-- DATA TO USE follows --

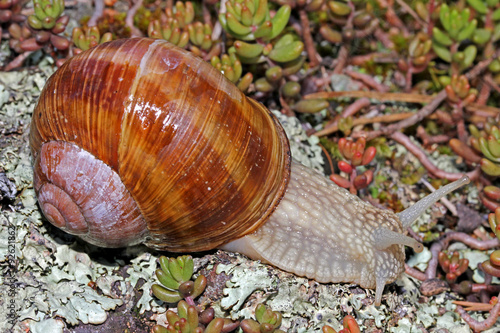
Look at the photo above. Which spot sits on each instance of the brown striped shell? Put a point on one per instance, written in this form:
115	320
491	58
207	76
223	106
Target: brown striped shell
138	141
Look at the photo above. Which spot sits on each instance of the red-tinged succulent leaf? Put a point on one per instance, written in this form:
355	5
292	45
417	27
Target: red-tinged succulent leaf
369	176
491	205
30	44
328	329
357	158
340	181
495	258
464	151
59	42
348	150
450	94
369	155
360	182
341	144
351	324
345	167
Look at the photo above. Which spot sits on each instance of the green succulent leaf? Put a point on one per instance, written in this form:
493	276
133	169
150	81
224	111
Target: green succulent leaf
469	56
248	50
167	280
166	295
442	52
481	36
441	37
467	31
478	5
261	13
490	168
280	20
444	16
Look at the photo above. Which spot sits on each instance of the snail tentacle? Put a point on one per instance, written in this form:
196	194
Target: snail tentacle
411	214
385	238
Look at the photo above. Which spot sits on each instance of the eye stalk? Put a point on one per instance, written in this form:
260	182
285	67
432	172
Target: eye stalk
411	214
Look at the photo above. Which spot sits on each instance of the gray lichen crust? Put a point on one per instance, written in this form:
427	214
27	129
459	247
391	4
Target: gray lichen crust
325	233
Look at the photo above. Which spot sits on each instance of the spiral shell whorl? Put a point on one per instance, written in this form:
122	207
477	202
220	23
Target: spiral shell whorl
89	204
203	164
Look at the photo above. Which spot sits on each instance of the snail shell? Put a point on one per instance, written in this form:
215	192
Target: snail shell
138	141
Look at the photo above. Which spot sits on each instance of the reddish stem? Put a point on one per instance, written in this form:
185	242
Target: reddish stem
308	41
422	157
478	326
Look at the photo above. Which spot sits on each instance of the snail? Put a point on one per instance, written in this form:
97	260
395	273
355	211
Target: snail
138	141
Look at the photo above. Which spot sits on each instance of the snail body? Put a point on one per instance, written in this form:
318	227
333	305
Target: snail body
138	141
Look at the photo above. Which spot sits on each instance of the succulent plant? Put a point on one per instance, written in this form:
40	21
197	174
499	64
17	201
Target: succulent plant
170	31
231	67
267	321
86	38
453	265
186	320
456	28
175	278
349	323
250	19
182	12
355	154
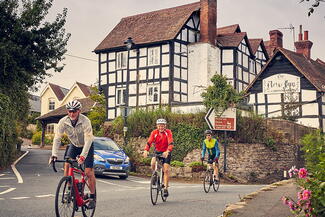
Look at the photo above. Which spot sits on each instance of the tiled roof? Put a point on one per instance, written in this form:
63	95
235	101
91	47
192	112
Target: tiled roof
228	29
84	88
255	43
149	27
87	105
313	70
58	91
231	40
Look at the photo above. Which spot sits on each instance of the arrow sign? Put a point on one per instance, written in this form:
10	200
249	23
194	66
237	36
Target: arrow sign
226	121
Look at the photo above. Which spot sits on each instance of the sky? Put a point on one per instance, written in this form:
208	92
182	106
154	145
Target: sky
89	21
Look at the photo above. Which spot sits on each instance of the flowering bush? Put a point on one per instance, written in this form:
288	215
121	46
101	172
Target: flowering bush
311	199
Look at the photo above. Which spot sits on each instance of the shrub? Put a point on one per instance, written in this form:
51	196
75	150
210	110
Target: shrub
176	163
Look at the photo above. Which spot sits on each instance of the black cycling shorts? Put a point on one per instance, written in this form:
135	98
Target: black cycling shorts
167	159
74	151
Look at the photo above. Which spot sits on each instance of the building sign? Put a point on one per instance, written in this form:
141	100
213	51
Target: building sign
226	121
281	83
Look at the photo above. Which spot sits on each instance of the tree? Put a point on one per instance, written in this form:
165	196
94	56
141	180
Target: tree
29	47
220	95
313	6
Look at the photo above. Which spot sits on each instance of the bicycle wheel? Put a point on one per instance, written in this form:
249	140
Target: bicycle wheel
162	190
216	184
154	188
65	203
207	181
86	195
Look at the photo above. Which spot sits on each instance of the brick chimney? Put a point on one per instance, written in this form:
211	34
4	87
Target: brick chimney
303	46
208	21
275	39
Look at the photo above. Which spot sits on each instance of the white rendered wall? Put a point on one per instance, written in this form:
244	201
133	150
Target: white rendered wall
203	61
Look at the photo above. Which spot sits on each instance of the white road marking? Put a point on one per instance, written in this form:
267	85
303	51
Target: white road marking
110	183
45	195
19	198
13	167
7	191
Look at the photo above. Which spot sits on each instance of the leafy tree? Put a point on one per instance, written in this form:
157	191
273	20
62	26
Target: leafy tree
220	95
29	47
314	5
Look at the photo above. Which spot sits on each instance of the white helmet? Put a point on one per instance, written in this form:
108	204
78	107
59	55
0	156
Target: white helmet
161	121
73	105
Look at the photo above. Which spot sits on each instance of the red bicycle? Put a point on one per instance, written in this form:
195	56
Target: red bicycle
72	194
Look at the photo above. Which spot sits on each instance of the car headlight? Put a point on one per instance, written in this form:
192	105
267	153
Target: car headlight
98	158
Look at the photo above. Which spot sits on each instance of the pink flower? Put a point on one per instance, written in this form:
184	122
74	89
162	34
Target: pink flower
306	195
302	173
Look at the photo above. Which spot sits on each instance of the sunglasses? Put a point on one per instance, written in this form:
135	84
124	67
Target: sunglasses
72	111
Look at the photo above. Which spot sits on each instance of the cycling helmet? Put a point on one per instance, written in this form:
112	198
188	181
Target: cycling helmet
73	105
161	121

-- DATA TO USE concluded --

TASK OBJECTIVE
The expected result is the data above in exact form, free of pictures.

ANSWER SECTION
Look at the photo above. Which spot sits on each instance of the brown striped shell? Put a point on one per instance, written in this form:
115	320
491	58
207	76
223	106
Target: brown striped shell
138	141
Look at the photo above. Which spot sits on each instance of the red-tinged succulent leaf? Put a point on one per instance, written in this form:
355	5
292	45
417	27
Target: red-tinged succulent leaf
369	176
491	205
30	44
328	329
357	158
340	181
495	258
464	151
59	42
348	150
450	94
369	155
360	182
341	144
351	324
345	167
Look at the photo above. Which spot sits on each instance of the green succulent leaf? Put a point on one per instance, written in this form:
493	276
133	169
150	81
224	111
Target: green succulent leaf
469	56
248	50
167	280
166	295
442	52
481	36
441	37
467	31
478	5
261	13
490	168
280	20
444	16
Look at the photo above. Which spot sits on each instance of the snail tentacle? Put a point on one per instance, written in this form:
196	194
Target: snail tentacle
411	214
385	238
Look at the photo above. Which spot sits on each instance of the eye stalk? Put a point on one per instance, written in this form:
260	182
285	67
432	172
Target: eye stalk
411	214
Look at the photo above. Which spot sits on each instance of the gray lichen crust? Put a point on one per instance, written in this form:
427	214
27	129
459	247
391	4
Target: gray lichen crust
325	233
Look at the photo above. Which spot sits on each instance of the spiral shell whorl? Put a point on one per instance, written in this form:
122	207
477	202
220	23
Target: spiral shell whorl
89	204
203	164
Look at the photo above. Which spot sits on each instance of the snail shell? Put a point on one per instance, written in this form:
215	192
Target: snail shell
138	141
Look at the photo above. Which spot sits on each instance of the reddish stem? Put a point on one per instance, written in this form:
185	242
Target: reddish stem
308	41
422	157
478	326
Look at the photo above. Which spot sits on each instance of the snail? Put a point on one per instance, written in this form:
97	260
395	273
355	211
Target: snail
138	141
Look at the photo above. Which spot sits on each instance of the snail body? Put a point on one per instance, written in this form:
318	227
333	305
Target: snail body
138	141
Look at the photo above. Which spot sits on each instance of the succulent plant? Put a point on one per instance, written in this form:
40	21
197	174
499	64
17	201
Target: succulent plant
170	31
231	67
267	321
86	38
453	265
186	320
456	28
175	278
349	323
250	19
182	12
355	154
Look at the photo above. Which spot sits on each instance of the tiled roof? Put a point on one per instance, written in this form:
63	95
235	101
91	47
192	112
Target: tiled roof
228	29
84	88
255	43
149	27
87	105
313	70
58	91
231	40
Look at the photo above. Which spot sits on each instance of the arrow sign? Put a point on one per instance, written in this form:
10	200
249	23
194	66
237	36
Target: arrow sign
226	121
Look at the photo above. Which spot sits on each instance of the sky? Put a point on one per instance, written in this form:
208	92
182	106
154	145
Target: sky
89	21
Look at the photo above. Which spot sits on each instance of the flowering bush? Put a point on one per instance, written in this form:
288	215
121	46
101	172
Target: flowering bush
311	199
Look at the photo above. Which spot sits on each instance of the shrub? Put a point on one per instance, written in this form:
51	196
75	150
210	110
Target: shrub
176	163
Look at the photo above. Which spot sits on each instance of the black cycling shorts? Put a point on one per instance, written in this form:
135	98
Target: black cycling shorts
167	159
74	151
Look at the photo above. Which spot sits on each instance of the building sign? Put a point on one per instance, written in this form:
141	100
213	51
Target: building sign
226	121
281	83
Look at the photo above. Which spot sits on each instance of the tree? Put a point on one per instance, written in this form:
165	196
94	56
141	180
Target: tree
29	47
220	95
313	6
Look at the photo above. Which spot sits on each instance of the bicycle wheel? Put a point on one per instance, written in this form:
249	140
Target: bicycle wheel
162	190
216	184
154	188
65	203
207	181
86	195
Look at the photo above. Which spot sits on each instance of the brick chimney? Put a point on one per instance, written in this form:
211	34
4	87
Target: brick chimney
303	46
208	21
275	39
Look at the photo above. Which spot sits on each instance of the white rendered wall? Put a point on one per instance, written in this form:
244	201
133	150
Target: white rendered wall
203	61
Look at the photo above. Which spot sits on each instance of the white road marking? Put a point on one per instance, written in this form:
267	85
303	51
Target: white road marking
110	183
45	195
19	198
13	167
7	191
Look at the photo above. Which spot sits on each instance of the leafy tree? Put a point on one per instance, written in this form:
157	191
273	20
62	26
Target: leafy tree
220	95
29	47
314	5
Look at the photo above. Which spot sits on each instance of the white helmet? Put a point on one per instance, written in this form:
108	204
78	107
59	55
0	156
Target: white helmet
161	121
73	105
Look at the photo above. Which spot sits on each instance of the red bicycle? Put a point on one per instance, written in this form:
195	56
Target: red bicycle
72	194
Look at the photo above. Which spot sits on each instance of the car headlight? Put a point on one per instance, written in this form:
192	105
267	153
Target: car headlight
98	158
Look at the photo above. Which spot sits on each instance of the pink flower? Put a point on one per instance, written in this form:
184	122
74	89
162	34
Target: pink flower
306	195
302	173
Look at the photo above. Which spot sits on each instance of the sunglasses? Put a point on one per instance, written in this form:
135	84
124	67
Target: sunglasses
72	111
Look at the photo above. Which spot sits on each instance of the cycling helmet? Put a point on one per instance, written in this form:
112	198
188	181
Target: cycling helmet
73	105
161	121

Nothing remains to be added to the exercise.